Extract to read: Begin

Narsese similarity of unstructured data
PtrMan edited this page Mar 15, 2019
·
2 revisions
NARS is able to compute the similarity between arbitrary unstructured information.
<(*,this, _d0) --> wordin>.
<(*,duck, _d0) --> wordin>.
<(*,is, _d0) --> wordin>.
<(*,green, _d0) --> wordin>.
<(*,green, _d1) --> wordin>.
<(*,ants, _d1) --> wordin>.
<(*,may, _d1) --> wordin>.
<(*,be, _d1) --> wordin>.
<(*,ducks, _d1) --> wordin>.
<duck <-> ducks>.
<_d0<->_d1>?"
A script to generate the narsese from text may look like this:
# print the narsese for the tokens in a article or section
def printTokensN(text, datasetNumber):
text = text.lower()
# replace special letters with spaces
for i in[".",",",";","(",")","[","]"]:
text=text.replace(i, " ")
tokens = text.split(" ")
for iToken in tokens:
if not iToken in ["", ".", ";"]:
print("<(*," + iToken + ", _d" + str(datasetNumber) + ") --> wordin>.")
text = "A neural network is a network or circuit of neurons, or in a modern sense, an artificial neural network, composed of artificial neurons or nodes.[1] Thus a neural network is either a biological neural network, made up of real biological neurons, or an artificial neural network, for solving artificial intelligence (AI) problems."
datasetNumber = 0
printTokensN(text, datasetNumber)
text = "Machine learning (ML) is the scientific study of algorithms and statistical models that computer systems use to effectively perform a specific task without using explicit instructions, relying on patterns and inference instead. It is seen as a subset of artificial intelligence. Machine learning algorithms build a mathematical model of sample data, known as \"training data\", "
datasetNumber = 1
printTokensN(text, datasetNumber)
text = "Machine learning has gone from the the realm of a relatively small number of data scientists to the mainstream of analysis and business. And while this has resulted in a plethora of innovations and improvements for organizations worldwide, its also provoked reactions ranging from curiosity to anxiety among people everywhere."
datasetNumber = 2
printTokensN(text, datasetNumber)
# ask questions to know how similar the text pieces are
print("<_d0<->_d1>?")
print("<_d1<->_d2>?")
Additionally n-grams may get used to increase the accuracy.

Extract to read: End

#### Exercise prompt
Answer these questions about the Narsese similarity page:
1. Which two words does the example statement declare similar?
2. What does the script replace the listed special characters with?
3. What does the page say may be used to increase accuracy?
The records have no connection to the page on Narsese similarity.

Supplied information: Begin

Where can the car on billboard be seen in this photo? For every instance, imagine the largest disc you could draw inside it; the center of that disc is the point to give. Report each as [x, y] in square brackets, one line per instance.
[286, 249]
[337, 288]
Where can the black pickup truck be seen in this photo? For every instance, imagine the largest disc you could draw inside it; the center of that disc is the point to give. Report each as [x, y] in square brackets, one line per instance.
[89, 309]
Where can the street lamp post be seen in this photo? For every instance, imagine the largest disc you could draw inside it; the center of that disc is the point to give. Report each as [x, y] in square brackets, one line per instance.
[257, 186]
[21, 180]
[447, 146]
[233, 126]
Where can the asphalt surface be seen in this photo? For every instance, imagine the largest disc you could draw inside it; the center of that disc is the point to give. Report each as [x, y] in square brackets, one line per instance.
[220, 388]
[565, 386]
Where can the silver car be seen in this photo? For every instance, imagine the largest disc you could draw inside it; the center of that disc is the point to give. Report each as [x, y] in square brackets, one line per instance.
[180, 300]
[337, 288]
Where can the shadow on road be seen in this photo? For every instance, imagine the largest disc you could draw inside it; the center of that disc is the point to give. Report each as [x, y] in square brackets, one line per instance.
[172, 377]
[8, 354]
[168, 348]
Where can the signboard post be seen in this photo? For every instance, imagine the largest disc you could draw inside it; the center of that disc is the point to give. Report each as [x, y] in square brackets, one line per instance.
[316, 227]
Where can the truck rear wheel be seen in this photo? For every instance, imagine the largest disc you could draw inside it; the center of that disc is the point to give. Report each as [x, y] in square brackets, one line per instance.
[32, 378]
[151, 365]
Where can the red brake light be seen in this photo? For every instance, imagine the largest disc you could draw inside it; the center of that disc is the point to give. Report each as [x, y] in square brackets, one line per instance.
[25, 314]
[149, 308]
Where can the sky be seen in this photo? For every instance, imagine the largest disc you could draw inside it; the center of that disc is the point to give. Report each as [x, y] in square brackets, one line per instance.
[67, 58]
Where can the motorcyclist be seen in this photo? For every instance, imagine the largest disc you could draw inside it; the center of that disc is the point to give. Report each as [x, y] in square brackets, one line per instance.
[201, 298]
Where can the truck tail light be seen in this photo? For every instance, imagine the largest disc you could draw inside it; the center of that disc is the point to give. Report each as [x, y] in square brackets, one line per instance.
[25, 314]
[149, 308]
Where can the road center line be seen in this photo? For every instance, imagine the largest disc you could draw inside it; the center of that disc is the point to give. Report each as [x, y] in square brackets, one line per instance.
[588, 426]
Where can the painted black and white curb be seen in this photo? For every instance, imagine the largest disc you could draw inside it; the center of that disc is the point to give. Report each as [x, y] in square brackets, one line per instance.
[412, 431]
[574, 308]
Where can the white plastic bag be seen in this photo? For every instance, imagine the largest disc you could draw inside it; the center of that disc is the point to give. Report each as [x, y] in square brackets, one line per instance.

Supplied information: End

#### Finished task
1. duck and ducks
2. Spaces
3. N-grams